* Document section
______________________________
Determining a standard set of pre-processing parameters for training data will assist future projects on how to approach deep learning segmentation problems.

2. Methodology

2.1. Project Area

The project area, located in North Queensland, Australia, encompasses the towns of Mareeba in the north, Atherton in the south and Dimbulah in the west (Figure 1).

The eastern part of the project area contains part of the world heritage-listed Wet Tropics rainforests, with the dominant land uses of production from relatively natural environments, conservation and natural environments, and production from irrigated agriculture and plantations (

Table 1. Project area primary land uses [24].

Primary Land Use	Hectares	Proportion
Production from relatively natural environments	201,625	67.3%
Conservation and natural environments	40,404	13.5%
Production from irrigated agriculture and plantations	37,939	12.7%
Intensive uses	10,133	3.4%
Water	7219	2.4%
Production from dryland agriculture and plantations	2143	0.7%
Total	299,463	100.0%

, Figure 1) [24].

2.2. Image Data

Two orthorectified aerial imagery mosaics acquired under the Queensland Government Spatial Imagery Subscription Plan were used in the project (Figure 2). The mosaic used for training data and assessing each trial was acquired between 1 and 27 August 2018, referred to here as the 2018 training image. The training image was mostly captured using a Vexcel Ultracam Eagle camera except for the southwestern corner, which was captured by an A3 Edge camera. The two cameras have different spectral properties, which can be seen in Figure 2b. The test mosaic was acquired between 17 July and 14 October 2015, using an A3 Edge camera, referred to here as the 2015 test image.
______________________________
* Dataset
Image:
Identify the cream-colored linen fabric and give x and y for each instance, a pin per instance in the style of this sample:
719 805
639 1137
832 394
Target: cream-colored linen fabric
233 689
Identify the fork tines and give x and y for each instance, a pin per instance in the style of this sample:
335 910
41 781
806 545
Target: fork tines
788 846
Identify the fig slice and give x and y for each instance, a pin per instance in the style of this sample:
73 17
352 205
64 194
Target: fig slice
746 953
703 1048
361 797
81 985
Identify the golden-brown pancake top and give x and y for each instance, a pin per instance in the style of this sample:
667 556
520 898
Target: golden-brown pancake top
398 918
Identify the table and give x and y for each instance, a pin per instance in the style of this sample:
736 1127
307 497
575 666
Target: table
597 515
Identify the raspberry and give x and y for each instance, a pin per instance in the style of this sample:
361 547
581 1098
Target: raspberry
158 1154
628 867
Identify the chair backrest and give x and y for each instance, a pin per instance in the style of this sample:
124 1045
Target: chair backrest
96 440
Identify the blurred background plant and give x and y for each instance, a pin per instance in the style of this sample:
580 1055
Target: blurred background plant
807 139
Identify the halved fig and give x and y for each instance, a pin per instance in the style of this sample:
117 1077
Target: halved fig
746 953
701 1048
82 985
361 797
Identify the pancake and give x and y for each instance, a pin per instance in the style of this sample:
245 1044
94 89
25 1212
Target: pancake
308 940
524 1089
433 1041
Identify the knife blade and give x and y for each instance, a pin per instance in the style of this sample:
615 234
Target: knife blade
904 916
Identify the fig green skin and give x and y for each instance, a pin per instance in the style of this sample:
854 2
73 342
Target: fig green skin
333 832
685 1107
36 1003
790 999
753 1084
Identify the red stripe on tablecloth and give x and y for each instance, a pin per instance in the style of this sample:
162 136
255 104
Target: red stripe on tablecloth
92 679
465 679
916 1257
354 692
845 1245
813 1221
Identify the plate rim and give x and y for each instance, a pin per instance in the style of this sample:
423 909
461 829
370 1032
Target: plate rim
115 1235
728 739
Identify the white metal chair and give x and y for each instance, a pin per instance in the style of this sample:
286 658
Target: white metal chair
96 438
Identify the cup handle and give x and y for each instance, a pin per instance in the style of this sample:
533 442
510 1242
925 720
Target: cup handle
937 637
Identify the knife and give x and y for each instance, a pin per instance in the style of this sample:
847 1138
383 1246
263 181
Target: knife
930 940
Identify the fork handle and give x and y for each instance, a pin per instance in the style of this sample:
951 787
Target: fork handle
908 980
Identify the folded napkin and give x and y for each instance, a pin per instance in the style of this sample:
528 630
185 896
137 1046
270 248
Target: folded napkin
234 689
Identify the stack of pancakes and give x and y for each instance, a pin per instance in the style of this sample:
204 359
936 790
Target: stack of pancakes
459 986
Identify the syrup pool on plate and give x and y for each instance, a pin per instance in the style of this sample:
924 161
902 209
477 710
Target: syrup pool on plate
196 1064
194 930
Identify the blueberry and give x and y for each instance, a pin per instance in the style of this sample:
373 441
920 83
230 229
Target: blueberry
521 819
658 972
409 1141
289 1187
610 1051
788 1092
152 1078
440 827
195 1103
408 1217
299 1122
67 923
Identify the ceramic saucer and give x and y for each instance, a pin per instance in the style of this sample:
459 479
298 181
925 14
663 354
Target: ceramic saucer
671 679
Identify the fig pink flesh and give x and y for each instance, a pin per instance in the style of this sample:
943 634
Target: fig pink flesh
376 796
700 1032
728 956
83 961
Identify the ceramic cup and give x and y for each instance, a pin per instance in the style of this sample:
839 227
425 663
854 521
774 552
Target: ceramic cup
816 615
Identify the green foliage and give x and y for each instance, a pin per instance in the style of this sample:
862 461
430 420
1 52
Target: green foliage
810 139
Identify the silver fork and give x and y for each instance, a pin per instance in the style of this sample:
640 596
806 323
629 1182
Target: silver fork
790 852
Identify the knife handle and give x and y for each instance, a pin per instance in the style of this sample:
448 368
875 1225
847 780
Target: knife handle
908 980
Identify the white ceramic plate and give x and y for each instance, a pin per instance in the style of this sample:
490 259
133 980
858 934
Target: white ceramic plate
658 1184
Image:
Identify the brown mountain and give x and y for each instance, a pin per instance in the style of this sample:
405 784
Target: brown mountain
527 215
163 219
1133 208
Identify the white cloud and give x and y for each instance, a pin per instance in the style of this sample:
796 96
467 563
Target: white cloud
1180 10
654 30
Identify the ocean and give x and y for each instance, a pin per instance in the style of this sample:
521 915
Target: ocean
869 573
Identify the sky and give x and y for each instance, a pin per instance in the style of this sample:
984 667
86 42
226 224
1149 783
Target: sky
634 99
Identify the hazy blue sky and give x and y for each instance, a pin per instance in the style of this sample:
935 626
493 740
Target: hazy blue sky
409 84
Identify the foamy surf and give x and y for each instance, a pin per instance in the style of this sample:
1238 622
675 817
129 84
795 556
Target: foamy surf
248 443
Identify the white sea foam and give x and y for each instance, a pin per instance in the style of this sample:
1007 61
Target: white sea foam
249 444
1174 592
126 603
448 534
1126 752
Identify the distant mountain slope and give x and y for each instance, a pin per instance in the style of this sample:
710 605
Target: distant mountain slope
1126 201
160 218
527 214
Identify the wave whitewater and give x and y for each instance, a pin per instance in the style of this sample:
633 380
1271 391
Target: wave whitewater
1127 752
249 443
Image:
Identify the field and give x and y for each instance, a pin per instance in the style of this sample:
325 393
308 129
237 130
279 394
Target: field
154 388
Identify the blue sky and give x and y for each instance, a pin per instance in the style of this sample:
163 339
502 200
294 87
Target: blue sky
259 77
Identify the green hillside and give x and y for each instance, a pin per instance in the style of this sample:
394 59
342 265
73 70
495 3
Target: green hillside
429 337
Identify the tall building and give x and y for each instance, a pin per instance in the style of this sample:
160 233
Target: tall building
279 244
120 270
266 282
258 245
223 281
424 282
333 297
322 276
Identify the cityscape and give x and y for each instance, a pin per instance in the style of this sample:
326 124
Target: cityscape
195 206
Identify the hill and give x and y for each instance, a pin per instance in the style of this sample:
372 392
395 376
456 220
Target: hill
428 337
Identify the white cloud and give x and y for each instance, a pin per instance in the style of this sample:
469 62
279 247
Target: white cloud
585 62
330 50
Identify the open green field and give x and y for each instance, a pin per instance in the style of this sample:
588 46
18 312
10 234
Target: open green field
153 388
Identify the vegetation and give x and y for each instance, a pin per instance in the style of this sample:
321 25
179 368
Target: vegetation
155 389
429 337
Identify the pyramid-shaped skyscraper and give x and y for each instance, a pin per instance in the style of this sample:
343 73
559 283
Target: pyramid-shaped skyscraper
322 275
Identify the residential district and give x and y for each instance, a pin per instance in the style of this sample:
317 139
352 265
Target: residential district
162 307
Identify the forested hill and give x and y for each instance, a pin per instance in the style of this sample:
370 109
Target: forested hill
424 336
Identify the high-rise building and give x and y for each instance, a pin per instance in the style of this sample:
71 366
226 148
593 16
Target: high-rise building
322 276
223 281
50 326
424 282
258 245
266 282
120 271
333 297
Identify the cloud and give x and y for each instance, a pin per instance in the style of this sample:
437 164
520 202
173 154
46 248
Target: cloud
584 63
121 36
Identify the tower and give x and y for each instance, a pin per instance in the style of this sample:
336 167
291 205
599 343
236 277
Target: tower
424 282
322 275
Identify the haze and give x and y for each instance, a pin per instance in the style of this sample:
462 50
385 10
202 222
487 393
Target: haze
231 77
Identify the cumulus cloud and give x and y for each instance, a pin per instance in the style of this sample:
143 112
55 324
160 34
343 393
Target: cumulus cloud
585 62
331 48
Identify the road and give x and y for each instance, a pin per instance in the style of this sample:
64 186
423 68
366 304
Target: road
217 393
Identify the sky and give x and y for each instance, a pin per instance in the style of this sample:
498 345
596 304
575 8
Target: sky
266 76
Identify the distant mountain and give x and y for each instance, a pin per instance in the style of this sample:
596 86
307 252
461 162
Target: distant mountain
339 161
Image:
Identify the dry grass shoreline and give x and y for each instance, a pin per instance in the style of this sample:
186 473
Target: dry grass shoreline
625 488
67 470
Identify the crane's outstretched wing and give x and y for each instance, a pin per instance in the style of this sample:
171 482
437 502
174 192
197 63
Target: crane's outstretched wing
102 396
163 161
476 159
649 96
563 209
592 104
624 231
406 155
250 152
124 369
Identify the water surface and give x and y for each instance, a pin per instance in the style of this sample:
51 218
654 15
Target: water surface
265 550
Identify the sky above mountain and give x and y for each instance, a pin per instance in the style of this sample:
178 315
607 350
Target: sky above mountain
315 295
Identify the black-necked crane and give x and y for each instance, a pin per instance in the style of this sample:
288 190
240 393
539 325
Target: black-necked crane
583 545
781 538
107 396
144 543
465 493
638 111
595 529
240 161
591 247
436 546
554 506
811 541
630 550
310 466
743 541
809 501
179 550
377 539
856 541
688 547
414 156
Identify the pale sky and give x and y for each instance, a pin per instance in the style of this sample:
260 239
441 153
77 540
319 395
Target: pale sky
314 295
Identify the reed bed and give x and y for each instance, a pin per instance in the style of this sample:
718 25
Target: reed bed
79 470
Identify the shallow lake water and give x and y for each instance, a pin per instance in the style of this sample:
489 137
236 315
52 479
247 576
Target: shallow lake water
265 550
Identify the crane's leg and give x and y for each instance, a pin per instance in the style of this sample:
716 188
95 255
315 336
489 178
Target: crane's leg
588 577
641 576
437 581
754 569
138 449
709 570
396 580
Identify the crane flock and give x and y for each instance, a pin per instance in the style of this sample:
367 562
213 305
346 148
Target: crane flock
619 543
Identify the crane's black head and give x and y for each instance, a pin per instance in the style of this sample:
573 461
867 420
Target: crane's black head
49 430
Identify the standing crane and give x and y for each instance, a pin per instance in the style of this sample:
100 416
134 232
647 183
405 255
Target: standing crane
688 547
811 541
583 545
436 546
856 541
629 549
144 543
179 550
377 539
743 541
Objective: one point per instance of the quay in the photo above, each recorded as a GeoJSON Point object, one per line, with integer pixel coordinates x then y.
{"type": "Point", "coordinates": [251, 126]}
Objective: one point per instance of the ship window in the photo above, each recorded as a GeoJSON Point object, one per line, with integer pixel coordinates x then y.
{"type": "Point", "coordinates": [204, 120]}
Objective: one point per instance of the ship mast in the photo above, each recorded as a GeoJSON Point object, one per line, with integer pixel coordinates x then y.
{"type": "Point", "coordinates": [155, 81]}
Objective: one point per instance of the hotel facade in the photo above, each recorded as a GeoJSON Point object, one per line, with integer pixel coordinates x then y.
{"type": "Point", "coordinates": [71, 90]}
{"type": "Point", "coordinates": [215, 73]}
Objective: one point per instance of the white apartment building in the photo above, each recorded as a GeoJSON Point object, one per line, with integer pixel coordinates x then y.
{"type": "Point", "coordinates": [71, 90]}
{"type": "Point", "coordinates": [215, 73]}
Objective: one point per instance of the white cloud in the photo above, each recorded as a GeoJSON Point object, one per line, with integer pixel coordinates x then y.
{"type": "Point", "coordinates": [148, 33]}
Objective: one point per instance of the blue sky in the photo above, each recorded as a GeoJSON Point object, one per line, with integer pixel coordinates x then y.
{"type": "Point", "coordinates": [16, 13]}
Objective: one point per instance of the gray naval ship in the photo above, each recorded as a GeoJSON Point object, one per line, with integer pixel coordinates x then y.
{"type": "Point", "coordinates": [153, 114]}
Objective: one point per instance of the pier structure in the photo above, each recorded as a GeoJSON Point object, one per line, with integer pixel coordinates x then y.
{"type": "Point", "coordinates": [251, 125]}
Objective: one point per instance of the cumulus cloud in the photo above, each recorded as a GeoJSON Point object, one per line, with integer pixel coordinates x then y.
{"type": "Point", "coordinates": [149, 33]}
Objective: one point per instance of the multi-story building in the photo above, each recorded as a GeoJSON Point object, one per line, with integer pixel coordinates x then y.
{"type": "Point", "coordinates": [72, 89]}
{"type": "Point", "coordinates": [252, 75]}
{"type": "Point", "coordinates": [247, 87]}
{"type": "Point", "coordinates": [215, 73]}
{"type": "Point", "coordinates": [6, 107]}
______________________________
* Description of the task
According to the methodology text above, which camera was used to acquire the 2015 test mosaic?

* Answer
An A3 Edge camera.